Material:
⁂
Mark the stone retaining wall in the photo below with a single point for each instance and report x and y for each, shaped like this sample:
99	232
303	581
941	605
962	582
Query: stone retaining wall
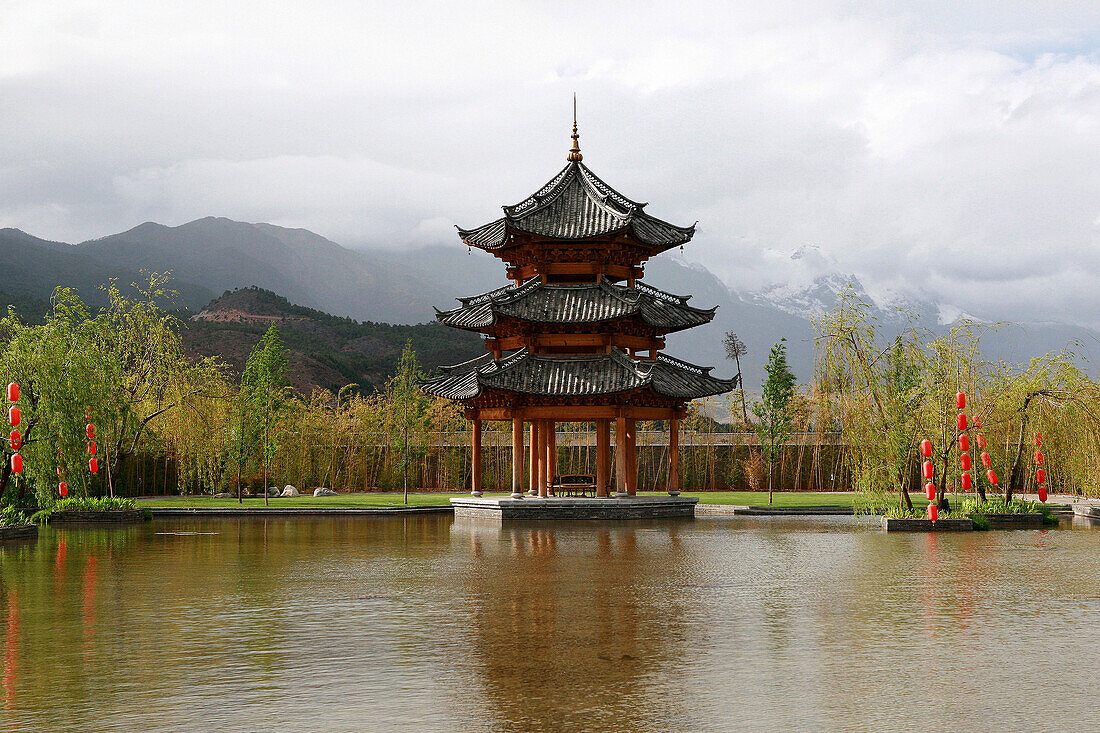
113	516
893	524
⁂
Written task:
Reproduce each row above verbatim, line for line, omitting the pictures from the output.

Output of the exercise:
Mark the stone retaining wall in the photo below with a single point for each instance and report x and y for each, shaped like this sample:
99	232
303	581
941	605
962	582
Query: stone retaining wall
113	516
893	524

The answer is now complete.